Exercise aim
Please render the lines below as a JSON list of strings, one string per line and blank lines omitted, starting with the very first line and going on through the line containing "41], [199, 44]]", with both ends included.

Material to process
——————

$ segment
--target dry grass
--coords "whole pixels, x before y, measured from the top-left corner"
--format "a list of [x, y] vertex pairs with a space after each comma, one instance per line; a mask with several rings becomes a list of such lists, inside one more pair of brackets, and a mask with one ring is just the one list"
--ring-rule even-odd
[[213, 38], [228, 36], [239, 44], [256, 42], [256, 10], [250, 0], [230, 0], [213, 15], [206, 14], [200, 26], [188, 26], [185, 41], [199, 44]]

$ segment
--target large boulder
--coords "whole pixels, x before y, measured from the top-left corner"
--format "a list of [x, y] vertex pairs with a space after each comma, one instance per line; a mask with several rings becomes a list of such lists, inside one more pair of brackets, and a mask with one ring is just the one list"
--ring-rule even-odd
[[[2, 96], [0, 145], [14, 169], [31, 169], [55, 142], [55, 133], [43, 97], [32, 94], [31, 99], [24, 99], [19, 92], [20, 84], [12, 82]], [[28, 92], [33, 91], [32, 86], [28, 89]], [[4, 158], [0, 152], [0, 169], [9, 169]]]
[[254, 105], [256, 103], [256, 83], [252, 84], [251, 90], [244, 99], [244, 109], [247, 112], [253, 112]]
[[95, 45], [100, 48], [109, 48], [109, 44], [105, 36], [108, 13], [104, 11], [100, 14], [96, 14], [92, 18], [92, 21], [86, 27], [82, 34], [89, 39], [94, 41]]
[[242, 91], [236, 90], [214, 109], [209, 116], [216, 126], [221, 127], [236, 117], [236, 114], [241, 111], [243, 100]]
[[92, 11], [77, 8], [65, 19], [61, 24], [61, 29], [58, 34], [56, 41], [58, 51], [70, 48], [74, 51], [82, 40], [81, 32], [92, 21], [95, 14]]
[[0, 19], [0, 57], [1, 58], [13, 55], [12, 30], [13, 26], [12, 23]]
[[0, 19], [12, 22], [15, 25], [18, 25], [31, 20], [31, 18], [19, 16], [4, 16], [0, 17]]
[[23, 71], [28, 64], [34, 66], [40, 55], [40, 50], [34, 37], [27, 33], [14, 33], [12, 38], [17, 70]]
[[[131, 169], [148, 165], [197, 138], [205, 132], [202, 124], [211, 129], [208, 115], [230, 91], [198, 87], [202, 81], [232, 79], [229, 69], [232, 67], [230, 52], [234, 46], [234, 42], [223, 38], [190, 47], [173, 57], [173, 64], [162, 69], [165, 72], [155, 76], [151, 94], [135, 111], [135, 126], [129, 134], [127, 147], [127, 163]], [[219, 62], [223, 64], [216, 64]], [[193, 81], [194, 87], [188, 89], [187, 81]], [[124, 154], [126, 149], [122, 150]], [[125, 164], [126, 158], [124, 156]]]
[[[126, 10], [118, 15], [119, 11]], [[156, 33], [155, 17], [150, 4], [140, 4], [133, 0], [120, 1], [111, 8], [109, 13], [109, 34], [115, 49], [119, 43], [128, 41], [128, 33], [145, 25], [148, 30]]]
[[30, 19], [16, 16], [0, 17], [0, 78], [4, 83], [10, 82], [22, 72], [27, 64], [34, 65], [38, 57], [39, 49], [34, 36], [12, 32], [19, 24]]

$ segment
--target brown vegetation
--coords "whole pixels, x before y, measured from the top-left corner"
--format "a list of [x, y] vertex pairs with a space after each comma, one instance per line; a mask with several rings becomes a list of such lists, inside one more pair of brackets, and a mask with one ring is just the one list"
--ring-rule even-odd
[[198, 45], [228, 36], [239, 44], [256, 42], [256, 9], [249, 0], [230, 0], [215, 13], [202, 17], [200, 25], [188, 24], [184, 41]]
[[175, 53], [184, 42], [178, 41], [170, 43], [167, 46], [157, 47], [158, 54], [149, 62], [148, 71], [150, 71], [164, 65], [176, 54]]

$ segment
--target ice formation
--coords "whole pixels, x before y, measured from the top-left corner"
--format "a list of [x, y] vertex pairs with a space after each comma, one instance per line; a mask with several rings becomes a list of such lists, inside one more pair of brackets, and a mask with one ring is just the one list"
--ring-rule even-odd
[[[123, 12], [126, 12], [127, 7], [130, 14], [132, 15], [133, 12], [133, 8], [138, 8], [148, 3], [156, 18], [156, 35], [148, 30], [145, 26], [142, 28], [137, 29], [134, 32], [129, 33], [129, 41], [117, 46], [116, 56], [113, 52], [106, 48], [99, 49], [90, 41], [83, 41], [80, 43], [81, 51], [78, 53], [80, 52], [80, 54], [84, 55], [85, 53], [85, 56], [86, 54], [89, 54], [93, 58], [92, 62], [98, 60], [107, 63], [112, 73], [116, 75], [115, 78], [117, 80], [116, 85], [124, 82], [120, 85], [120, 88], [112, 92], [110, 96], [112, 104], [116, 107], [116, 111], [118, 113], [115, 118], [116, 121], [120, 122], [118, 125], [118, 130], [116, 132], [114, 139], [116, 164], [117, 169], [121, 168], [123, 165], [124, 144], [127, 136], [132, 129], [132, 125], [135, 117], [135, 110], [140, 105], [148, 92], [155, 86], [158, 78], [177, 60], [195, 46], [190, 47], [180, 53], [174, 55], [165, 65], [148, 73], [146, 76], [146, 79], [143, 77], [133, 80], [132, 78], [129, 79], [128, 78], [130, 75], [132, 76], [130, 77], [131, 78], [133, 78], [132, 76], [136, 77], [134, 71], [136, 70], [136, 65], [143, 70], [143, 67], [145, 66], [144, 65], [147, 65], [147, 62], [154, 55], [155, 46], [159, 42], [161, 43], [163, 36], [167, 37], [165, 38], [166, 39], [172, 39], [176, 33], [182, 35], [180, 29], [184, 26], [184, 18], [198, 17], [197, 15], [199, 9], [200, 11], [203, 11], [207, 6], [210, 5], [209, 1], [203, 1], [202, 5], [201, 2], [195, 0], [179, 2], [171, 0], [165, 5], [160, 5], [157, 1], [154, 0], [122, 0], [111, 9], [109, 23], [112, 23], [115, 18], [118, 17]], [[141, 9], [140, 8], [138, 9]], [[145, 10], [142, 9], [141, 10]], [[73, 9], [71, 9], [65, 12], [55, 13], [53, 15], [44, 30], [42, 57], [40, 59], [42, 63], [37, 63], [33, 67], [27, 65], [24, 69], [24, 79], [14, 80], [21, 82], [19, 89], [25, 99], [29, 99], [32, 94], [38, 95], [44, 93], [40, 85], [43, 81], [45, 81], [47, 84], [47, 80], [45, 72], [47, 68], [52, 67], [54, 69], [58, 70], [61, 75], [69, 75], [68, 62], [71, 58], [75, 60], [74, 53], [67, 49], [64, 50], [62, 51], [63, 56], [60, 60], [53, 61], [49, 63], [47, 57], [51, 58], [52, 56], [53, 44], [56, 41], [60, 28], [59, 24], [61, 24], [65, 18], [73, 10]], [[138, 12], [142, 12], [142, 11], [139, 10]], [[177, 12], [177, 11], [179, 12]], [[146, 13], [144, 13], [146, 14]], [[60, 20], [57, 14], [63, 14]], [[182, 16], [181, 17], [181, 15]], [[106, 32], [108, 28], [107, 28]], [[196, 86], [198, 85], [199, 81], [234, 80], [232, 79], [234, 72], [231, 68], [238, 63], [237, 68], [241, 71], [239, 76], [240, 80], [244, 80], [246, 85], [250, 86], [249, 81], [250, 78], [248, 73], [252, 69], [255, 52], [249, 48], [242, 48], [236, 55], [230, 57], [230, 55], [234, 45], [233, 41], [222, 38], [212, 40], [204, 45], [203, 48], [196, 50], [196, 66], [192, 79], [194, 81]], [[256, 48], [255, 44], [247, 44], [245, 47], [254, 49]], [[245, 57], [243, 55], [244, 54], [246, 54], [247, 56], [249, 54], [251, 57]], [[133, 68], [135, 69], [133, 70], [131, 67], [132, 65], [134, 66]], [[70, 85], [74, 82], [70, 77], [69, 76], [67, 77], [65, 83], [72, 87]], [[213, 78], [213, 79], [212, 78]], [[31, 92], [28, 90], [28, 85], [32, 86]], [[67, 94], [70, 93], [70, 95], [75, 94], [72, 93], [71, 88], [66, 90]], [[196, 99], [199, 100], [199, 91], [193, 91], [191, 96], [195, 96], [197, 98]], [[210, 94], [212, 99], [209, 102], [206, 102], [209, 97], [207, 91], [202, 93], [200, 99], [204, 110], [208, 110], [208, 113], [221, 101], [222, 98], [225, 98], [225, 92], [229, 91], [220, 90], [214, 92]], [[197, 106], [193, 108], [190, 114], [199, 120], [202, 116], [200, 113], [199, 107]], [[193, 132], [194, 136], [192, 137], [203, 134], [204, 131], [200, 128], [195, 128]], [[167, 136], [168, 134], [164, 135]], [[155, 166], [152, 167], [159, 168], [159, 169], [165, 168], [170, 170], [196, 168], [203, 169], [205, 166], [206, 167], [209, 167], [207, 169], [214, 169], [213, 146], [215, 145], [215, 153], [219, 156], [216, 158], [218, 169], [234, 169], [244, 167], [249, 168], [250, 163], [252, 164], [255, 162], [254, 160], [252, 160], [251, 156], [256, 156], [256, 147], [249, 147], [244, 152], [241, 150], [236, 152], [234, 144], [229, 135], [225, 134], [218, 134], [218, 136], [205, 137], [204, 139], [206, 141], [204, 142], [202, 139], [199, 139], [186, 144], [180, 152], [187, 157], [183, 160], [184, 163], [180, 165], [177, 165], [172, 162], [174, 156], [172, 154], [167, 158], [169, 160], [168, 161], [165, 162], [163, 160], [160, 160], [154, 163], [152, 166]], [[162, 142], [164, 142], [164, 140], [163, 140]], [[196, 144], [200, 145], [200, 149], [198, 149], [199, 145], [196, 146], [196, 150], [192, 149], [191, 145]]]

——————

Answer
[
  "$ segment",
  "--target dry grass",
  "--coords \"whole pixels, x before y, measured from the top-left corner\"",
  "--format \"a list of [x, y] vertex pairs with a space after each comma, one instance per line; a mask with several rings becomes a list of such lists, inside one more pair of brackets, and a mask with one ring is just the one list\"",
  "--ring-rule even-odd",
  "[[213, 38], [228, 36], [239, 44], [256, 42], [256, 10], [250, 0], [230, 0], [213, 15], [206, 14], [200, 26], [188, 26], [185, 41], [199, 44]]"
]